▶ [DESCRIPTION OF THE TASK]:
Update every item below by replacing "instance" with "occurrence" and leaving the rest of each line unchanged.

▶ [INPUT ROWS]:
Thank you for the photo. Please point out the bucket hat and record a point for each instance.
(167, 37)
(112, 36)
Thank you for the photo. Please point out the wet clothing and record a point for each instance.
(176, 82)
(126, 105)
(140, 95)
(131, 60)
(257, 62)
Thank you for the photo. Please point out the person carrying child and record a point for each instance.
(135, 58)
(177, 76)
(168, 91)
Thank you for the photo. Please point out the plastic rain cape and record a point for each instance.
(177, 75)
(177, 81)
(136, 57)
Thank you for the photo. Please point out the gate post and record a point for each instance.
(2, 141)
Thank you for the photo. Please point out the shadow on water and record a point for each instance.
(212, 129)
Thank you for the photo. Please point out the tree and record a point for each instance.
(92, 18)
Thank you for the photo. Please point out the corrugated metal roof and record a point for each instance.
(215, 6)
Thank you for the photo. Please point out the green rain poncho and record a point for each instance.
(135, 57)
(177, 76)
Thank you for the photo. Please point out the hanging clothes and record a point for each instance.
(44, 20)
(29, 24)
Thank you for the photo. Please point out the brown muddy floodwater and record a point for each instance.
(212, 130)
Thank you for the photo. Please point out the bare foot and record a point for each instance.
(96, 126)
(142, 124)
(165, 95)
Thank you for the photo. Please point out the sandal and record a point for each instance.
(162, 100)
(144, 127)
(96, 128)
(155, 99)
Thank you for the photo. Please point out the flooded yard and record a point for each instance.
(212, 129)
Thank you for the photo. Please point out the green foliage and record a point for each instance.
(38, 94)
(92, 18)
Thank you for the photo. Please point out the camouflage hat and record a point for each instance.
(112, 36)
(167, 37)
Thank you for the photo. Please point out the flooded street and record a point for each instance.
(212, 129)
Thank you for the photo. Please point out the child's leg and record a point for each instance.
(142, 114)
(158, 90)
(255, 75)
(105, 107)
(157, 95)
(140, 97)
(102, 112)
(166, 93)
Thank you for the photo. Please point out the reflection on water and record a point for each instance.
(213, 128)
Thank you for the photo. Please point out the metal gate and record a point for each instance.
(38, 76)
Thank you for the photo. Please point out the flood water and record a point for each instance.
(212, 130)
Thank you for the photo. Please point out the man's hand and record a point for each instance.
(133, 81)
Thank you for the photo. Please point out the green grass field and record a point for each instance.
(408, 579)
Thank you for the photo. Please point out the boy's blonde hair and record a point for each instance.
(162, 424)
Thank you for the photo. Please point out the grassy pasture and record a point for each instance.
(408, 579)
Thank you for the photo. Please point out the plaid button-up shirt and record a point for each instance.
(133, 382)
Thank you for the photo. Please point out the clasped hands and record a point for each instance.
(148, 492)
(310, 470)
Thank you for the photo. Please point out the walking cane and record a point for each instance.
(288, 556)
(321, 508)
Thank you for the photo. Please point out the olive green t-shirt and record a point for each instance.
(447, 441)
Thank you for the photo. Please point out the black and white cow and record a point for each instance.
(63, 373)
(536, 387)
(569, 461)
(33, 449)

▶ [TASK RESULT]:
Thank you for the photo. Please point out the bucket hat and record a point for each occurrence.
(167, 37)
(112, 36)
Thank you for the photo. Please point out the wet clothing and record a point for each occurrence.
(176, 82)
(126, 105)
(140, 95)
(131, 60)
(257, 62)
Thank you for the photo. Please point out the person carrying child and record a point for each occurrence.
(135, 58)
(177, 76)
(168, 91)
Thank you for the photo. Please point out the plastic rain cape and record a point for each occurrence.
(177, 75)
(177, 81)
(136, 57)
Thank you for the photo. Please point out the gate post and record a point for each occurrence.
(2, 141)
Thank you for the photo. Please point out the shadow on water and record a point for each occurrence.
(212, 129)
Thank you for the photo. Please point out the tree and record a point for each occurrence.
(92, 18)
Thank you for the photo. Please point out the corrugated metal roof and record a point for each occurrence.
(215, 6)
Thank you for the photo. Please point out the green rain poncho and record a point for each occurrence.
(135, 57)
(177, 76)
Thank you for the photo. Please point out the hanging clothes and record a point for each occurrence.
(44, 20)
(29, 24)
Thank you for the photo. Please point out the brown muddy floodwater and record a point for each occurrence.
(212, 130)
Thank you for the photo. Please point out the bare foot and record a point for each occurrence.
(96, 126)
(142, 124)
(165, 95)
Thank you for the photo. Please point out the sandal and record a point for each occurrence.
(162, 100)
(144, 127)
(96, 128)
(155, 99)
Thank you for the photo. Please point out the flooded yard and record a point for each occurrence.
(212, 129)
Thank you for the photo. Please point out the green foliage and record a point for each occurrence.
(38, 94)
(92, 18)
Thank you for the photo. Please point out the camouflage hat and record a point for each occurrence.
(112, 36)
(167, 37)
Thank you for the photo. Please point out the flooded street and record a point for each occurrence.
(212, 129)
Thank you for the photo. Please point out the child's leg and record a point for each occurrence.
(142, 114)
(158, 90)
(255, 75)
(105, 107)
(157, 95)
(140, 97)
(102, 112)
(166, 93)
Thank you for the photo. Please point out the reflection on water and record a point for each occurrence.
(213, 128)
Thank you for the photo. Please point out the metal gate and record a point for each occurrence.
(38, 76)
Thank you for the photo. Please point out the flood water and record a point for each occurrence.
(212, 130)
Thank you for the photo. Please point out the man's hand and record a point for each occurrence.
(133, 81)
Thank you for the photo. Please point out the green grass field and record a point for each occurrence.
(408, 579)
Thank you for the photo. Please point out the boy's blonde hair and record a point for each occurrence.
(162, 424)
Thank you for the photo. Please point out the grassy pasture and record a point for each occurrence.
(408, 579)
Thank you for the photo. Please point out the plaid button-up shirt and record a point for each occurrence.
(133, 382)
Thank you for the photo. Please point out the clasped hands and record a point for each occurrence.
(148, 492)
(310, 470)
Thank you for the photo. Please point out the walking cane and record a point for each occurrence.
(288, 556)
(321, 508)
Thank you for the photo. Please point out the olive green t-shirt and record a point for each occurrence.
(447, 441)
Thank you for the photo. Please point out the black and white cow and record a point for each occurrence.
(63, 373)
(536, 387)
(569, 461)
(33, 449)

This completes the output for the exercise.